-------- Text section
Not for the first time, two Haitian authors have addressed the rupture within Haitian society in an almost anecdotal manner, woven into a new, highly sensitive and lively work on Voodoo.
Firstly, with regard to power and religion, Laennec Hurbon opposes the behaviour of a civilised minority with those of the great majority. « The heads of state have always understood that they have to function on two levels-on the one hand, they must claim to adhere to modern Western civilisations and allow Catholicism, for example, to impose itself as the official religion of the Haitian people; on the other hand, they have to maintain a relatively clandestine relationship with what they consider to be a source of power in the eyes of the majority of the population »(1).
Furthermore, the fact that the majority’s beliefs are de facto clandestine provides the substance for Louis-Philippe Dalembert’s text stigmatising the behaviour of the elite in the face of the « Other » that it refuses to recognise. He also speaks out against the frustration of the so-called minority, summing this up as being « embarrassed to be from the same mould, the same society, the same nation-in short, to be one of their kind » (2).
These statements are so complex and so strong that we cannot but feel tempted to go even further and try and explain the unsaid, the refusal to analyse, the refusal to accept the dual reality that has always prevailed, until now, in the dominating discourse in Haiti.
Haiti’s duality
If there is any duality in Haiti, if a binary system really exists in this country, we cannot continue to flee from the dangers that come with recognising and accepting the evidence. Therefore, if Haiti is classed unequivocally as a Creole country, we will have to accept the fact that this concept is not entirely clear-cut.
In fact, within Haiti, two creolities have apparently emerged, developing on a parallel level, which have come to oppose each other in a conflict at once political, financial and cultural. In this sense we should now talk about Haitian creolities in the plural.
Furthermore, it was shortly after Duvalier’s demise, in the euphoria of a brighter future, that Haiti came closest to the real revolution that the acceptance of this evidence represents.
During a conference held in October 1986 on the subject of « Peasants in the life of the nation », sociologist and historian Michel Hector was both brutal and courageous in summarising the situation, stating that, in his opinion, Haiti’s peasant population was the « excluded from the nation ». This situation was unacceptable and all the more absurd because « at the time, it was the masses, principally the peasant population, that were the drive behind Haiti’s national movement »(3).
These are serious accusations. In talking about exclusion, he implies that on the one hand there is a group with a conscious desire to exclude matched on the other hand by a dual strategy whereby this exclusion is both rejected and accepted through flight.
----------------
Your tasks =>
a. In the passage on Haitian society, what did Michel Hector call Haiti's peasant population at the October 1986 conference?
b. Sum up the passage on Haitian society in two sentences.
c. Continue the passage on Haitian society from its last sentence.
-------- Extracted entries
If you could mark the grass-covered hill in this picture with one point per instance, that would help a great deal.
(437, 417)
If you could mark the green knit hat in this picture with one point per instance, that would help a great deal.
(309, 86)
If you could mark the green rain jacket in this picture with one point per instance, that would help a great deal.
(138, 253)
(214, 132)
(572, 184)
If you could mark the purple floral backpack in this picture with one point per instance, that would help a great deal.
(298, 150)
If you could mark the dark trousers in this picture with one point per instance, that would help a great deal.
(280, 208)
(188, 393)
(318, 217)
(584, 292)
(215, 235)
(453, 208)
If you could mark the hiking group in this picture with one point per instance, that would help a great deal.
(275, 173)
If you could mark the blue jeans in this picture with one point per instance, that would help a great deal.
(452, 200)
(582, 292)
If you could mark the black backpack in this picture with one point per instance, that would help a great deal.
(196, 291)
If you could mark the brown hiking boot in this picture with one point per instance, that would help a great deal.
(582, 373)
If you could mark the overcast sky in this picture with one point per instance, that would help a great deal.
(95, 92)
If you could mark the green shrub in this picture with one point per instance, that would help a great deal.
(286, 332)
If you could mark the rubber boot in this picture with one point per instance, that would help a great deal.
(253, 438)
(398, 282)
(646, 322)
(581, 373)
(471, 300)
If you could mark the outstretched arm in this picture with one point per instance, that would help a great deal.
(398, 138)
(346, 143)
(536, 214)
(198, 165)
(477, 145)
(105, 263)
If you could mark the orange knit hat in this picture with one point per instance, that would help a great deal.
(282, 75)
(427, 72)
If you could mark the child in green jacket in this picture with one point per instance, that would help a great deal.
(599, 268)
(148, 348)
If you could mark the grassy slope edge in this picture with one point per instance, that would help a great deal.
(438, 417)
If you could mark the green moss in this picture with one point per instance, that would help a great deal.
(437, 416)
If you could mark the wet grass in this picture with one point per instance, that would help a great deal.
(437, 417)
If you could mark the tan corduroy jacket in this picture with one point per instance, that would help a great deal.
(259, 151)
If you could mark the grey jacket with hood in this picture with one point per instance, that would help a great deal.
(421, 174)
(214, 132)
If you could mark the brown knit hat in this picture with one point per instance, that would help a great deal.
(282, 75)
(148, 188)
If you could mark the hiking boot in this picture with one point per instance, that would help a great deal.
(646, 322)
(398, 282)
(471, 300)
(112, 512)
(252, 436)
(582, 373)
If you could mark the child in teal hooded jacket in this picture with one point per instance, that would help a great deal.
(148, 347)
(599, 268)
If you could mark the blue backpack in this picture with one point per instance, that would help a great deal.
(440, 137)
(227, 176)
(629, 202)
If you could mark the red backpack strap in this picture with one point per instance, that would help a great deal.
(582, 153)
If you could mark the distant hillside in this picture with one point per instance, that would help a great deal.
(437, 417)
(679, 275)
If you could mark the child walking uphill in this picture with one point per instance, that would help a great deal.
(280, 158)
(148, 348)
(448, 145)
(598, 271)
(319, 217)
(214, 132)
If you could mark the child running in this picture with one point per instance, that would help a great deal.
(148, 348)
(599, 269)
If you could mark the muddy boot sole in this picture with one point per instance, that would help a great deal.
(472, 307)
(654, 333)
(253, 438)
----------------
Expected outputs =>
a. He called them the "excluded from the nation."

b. Drawing on Laennec Hurbon and Louis-Philippe Dalembert, the passage says Haiti's heads of state claim to follow modern Western civilizations and Catholicism while keeping a clandestine relationship with the majority's beliefs, and that the elite refuses to recognize that majority as its own kind. It argues that two opposing creolities have emerged in Haiti in a political, financial and cultural conflict, and cites Michel Hector's 1986 statement that the peasant population, once the drive behind the national movement, was excluded from the nation.

c.
Exclusion therefore manifests itself in the refusal to recognise that the other has any kind of civil personality or status as a citizen. This is what Edmond Paul, one of the greatest Haitian political analysts of the late 19th Century, was speaking out against when he talked of an « exceptional regime ». « Our first lawmakers created a divide. They clearly distinguished between the rights of city dwellers and peasants to exercise their civil liberties. This is the reason for countless political, intellectual and financial ills. It is up to the nation as an entity to see that this fatalistic regime of exclusion ceases to exist. » (4)
The author insists, quite rightly, on the institutional aspects of this exclusion, which is inscribed, for example, in various statutes governing Haiti’s two types of municipality (only the towns have full powers), in the military administration of rural areas, varying civil statuses, and the fact that commerce was the exclusive dominion of city dwellers.
For the past two centuries the cultural aspect of this duality has been concealed by the opposition between civilisation and barbarity.
Contrary to what one might believe, this conflict is still very much alive today. The words themselves have only slightly changed so that we now talk about development and « backwardness ». In 1986, well-known professor and historian, Henock Trouillot spoke out against this situation, stating, « You have to have worked in a rural school to understand the contempt with which the teachers look upon their pupils. »(5)
These teachers apparently are responding to the same reflexes as young agronomists from the 1978-1982 class who complained to their minister about the living conditions during work experience in the country. « Like doctors and engineers, agronomists are agents for civilisation. As academics, they must set an example in hygiene. In fact, their social rank demands it. »(6)
It is hard to believe that they could talk thus about their fellow citizens. In response, popular practice would have the rural Haiti was commonly referred to as « the estranged countryside ».
In the beginning there were two creolities
Nothing more needs to be said about this divide that everyone denies. What is more important is that we understand its origins and in order to do this we need to go back to the time of the Independence. In 1800, the colony counted a large number of slaves (an estimated two thirds of the total population according to Moreau de Saint Mery). They were born in Africa and not long before had been sent to Haiti on the slave ships. The African-born bossales were assigned the hardest agricultural tasks. They mixed with slaves born in Saint Domingo (Creoles) and black and mulatto freed slaves.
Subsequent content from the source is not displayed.